Please count the lines in the material below that contain the string "fence" with matching case, and reply with the number alone.
======== GIVEN INFORMATION ========
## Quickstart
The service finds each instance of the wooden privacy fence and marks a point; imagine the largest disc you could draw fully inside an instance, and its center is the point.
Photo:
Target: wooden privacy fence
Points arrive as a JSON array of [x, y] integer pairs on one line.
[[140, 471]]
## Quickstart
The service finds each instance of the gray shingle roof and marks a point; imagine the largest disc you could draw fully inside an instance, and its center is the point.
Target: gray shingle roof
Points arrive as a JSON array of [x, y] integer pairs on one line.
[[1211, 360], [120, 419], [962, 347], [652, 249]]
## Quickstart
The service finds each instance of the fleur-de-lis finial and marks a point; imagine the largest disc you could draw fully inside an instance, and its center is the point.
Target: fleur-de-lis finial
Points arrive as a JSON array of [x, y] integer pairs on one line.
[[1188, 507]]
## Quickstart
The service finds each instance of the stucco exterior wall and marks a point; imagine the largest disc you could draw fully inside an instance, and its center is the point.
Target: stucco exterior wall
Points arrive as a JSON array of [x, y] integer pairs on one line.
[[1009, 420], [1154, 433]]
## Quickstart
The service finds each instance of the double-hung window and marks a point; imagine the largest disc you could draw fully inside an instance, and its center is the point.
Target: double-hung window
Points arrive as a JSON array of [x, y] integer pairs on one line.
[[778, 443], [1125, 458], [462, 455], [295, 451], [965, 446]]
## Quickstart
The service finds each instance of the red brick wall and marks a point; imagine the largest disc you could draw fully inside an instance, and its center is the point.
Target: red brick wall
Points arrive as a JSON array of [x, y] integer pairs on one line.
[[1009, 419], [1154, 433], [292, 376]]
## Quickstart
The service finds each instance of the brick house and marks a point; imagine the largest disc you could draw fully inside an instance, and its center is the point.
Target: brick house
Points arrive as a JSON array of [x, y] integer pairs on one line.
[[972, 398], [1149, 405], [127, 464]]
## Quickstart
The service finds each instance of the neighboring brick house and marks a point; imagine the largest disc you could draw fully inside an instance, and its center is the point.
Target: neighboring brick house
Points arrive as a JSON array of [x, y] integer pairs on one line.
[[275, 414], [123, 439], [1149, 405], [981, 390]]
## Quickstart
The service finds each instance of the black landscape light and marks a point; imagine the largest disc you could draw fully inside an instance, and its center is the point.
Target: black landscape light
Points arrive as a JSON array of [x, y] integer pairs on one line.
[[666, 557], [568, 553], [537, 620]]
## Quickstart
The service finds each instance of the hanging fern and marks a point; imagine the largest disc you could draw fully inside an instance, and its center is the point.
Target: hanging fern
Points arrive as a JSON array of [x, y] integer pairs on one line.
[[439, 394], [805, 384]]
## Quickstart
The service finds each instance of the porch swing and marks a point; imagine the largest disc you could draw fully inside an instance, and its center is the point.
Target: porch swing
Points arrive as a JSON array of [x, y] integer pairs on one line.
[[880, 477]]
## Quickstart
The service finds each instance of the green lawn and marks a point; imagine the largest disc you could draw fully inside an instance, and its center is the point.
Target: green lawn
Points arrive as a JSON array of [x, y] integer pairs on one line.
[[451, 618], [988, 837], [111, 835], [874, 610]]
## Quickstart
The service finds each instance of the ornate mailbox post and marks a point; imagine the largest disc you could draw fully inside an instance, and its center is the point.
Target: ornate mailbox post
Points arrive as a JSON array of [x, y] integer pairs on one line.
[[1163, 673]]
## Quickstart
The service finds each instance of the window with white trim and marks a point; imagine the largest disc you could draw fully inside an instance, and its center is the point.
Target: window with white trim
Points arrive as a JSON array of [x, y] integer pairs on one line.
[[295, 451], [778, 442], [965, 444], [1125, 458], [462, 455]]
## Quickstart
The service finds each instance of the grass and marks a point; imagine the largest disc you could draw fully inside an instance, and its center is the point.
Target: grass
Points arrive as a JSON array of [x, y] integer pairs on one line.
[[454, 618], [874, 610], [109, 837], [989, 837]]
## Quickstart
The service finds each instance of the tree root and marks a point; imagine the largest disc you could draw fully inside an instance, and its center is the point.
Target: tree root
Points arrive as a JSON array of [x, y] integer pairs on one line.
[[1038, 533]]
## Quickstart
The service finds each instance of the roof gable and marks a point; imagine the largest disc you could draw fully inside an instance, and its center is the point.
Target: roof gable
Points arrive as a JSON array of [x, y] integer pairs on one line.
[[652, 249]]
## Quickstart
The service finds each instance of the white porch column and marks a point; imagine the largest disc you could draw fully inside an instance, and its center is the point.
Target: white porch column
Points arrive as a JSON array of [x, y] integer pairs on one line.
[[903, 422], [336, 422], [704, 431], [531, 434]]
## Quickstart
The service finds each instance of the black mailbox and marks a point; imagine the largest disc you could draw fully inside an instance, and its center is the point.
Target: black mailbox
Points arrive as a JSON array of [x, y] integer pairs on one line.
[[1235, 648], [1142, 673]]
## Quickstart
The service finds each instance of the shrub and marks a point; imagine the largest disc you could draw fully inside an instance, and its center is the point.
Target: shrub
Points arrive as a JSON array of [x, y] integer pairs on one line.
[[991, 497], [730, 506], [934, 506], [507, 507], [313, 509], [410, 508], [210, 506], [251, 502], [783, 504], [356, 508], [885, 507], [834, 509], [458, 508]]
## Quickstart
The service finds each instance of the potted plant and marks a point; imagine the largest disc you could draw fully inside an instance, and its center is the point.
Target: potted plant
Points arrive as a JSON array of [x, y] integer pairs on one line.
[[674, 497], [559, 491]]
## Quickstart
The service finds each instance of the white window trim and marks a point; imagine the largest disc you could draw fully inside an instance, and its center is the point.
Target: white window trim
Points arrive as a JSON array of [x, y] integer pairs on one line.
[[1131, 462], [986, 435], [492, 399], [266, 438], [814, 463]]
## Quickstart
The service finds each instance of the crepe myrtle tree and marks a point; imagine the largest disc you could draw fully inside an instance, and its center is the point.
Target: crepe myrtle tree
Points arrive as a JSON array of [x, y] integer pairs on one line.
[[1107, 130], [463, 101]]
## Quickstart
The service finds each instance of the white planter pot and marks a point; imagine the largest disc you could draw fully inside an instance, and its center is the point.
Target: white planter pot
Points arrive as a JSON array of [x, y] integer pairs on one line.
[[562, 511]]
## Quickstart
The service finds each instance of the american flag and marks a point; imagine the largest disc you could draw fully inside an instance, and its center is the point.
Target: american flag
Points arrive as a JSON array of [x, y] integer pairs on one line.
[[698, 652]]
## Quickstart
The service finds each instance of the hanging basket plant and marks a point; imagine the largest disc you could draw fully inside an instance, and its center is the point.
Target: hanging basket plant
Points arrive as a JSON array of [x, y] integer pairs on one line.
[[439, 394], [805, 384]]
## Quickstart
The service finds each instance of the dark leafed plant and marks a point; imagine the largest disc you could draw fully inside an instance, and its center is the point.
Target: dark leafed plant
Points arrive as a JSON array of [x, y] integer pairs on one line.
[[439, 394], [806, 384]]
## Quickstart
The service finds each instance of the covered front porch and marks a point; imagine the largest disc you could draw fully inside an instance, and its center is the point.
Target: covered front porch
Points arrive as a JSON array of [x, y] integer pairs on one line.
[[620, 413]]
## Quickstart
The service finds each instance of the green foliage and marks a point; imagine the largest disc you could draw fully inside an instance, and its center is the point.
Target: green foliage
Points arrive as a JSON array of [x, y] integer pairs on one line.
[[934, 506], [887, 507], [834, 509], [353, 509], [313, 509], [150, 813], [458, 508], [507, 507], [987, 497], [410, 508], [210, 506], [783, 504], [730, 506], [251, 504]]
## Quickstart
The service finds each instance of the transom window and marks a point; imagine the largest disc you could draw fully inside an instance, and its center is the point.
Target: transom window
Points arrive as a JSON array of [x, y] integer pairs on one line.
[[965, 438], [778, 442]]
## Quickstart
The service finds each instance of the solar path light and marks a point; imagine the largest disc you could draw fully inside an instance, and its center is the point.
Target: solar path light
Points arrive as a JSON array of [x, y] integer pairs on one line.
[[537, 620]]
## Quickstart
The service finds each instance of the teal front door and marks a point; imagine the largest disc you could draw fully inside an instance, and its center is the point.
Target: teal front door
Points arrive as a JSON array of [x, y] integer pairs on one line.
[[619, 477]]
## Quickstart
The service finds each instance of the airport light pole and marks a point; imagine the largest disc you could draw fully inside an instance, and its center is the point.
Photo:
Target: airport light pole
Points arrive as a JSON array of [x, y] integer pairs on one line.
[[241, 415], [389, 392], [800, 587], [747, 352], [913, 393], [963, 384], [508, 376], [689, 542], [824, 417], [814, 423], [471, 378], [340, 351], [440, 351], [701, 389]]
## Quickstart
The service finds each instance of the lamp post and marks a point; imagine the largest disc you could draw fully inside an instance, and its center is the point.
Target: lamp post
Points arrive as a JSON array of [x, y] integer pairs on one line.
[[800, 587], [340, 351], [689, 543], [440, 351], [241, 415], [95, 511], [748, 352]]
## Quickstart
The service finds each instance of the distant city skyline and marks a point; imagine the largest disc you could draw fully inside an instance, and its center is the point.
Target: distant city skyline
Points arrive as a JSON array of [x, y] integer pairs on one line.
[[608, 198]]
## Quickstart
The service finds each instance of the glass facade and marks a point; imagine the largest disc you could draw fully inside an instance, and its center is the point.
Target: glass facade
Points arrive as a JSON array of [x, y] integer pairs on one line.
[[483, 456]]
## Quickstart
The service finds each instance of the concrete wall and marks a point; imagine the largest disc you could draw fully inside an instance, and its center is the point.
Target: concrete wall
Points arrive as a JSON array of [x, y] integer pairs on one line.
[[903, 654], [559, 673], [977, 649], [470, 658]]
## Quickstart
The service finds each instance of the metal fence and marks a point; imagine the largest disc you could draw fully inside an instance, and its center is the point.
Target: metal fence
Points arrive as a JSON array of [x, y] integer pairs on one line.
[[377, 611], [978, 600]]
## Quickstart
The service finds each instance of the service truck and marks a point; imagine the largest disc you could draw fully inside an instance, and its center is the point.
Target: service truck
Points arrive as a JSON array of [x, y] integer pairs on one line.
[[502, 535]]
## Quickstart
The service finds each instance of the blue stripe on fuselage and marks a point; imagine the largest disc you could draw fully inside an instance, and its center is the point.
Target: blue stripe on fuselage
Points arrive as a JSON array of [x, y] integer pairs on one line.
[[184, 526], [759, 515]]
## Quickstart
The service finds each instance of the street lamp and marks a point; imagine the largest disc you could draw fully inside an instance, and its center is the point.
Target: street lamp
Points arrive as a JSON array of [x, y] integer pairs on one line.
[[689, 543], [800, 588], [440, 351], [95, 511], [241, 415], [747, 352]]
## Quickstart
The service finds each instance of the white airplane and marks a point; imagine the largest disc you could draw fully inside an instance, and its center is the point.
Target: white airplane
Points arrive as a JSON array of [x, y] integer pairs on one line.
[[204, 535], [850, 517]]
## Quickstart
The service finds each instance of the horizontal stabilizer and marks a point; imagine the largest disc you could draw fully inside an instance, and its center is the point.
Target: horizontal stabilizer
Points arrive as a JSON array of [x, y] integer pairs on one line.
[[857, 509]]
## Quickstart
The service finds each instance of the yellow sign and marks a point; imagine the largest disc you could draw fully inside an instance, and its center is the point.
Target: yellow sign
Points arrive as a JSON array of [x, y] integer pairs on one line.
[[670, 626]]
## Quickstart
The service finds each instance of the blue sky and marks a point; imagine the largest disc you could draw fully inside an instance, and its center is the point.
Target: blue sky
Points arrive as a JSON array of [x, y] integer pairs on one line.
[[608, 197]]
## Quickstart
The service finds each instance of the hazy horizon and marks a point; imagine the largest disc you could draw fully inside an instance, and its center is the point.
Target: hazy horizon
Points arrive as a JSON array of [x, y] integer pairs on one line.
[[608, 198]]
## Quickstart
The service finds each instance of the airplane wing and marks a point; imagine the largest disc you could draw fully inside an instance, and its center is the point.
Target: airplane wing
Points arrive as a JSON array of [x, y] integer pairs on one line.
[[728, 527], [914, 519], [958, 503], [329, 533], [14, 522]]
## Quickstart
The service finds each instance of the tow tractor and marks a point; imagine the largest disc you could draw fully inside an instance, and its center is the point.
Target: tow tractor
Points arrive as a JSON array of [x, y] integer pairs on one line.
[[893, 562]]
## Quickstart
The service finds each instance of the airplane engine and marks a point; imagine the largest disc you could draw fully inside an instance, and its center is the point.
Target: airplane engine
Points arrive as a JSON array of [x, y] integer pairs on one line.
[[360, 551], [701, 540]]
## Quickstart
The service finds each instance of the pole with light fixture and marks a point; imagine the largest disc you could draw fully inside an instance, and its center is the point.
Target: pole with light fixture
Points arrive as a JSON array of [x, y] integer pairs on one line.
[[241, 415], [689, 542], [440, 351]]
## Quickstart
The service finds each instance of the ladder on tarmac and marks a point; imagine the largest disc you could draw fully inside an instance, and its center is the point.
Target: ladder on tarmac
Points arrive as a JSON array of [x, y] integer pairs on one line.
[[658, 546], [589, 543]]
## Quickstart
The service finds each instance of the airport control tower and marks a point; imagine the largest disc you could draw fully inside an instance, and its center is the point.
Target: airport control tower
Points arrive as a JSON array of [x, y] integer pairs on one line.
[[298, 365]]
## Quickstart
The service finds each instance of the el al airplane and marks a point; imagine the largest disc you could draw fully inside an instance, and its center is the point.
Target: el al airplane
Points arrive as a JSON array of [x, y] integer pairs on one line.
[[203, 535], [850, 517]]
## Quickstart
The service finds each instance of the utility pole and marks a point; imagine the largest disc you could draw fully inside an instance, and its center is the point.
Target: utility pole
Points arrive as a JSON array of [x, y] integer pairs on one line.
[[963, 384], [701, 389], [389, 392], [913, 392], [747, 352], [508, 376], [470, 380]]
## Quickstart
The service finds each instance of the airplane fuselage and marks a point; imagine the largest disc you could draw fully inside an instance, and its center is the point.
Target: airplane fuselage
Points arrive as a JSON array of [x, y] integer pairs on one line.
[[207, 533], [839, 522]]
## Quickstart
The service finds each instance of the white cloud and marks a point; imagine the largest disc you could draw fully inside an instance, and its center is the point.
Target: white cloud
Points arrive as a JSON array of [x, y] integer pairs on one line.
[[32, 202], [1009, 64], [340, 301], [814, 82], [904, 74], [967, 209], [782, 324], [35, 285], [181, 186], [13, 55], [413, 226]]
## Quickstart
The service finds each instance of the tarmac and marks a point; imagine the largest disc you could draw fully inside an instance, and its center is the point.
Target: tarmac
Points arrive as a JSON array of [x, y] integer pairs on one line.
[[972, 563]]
========
• RESULT: 4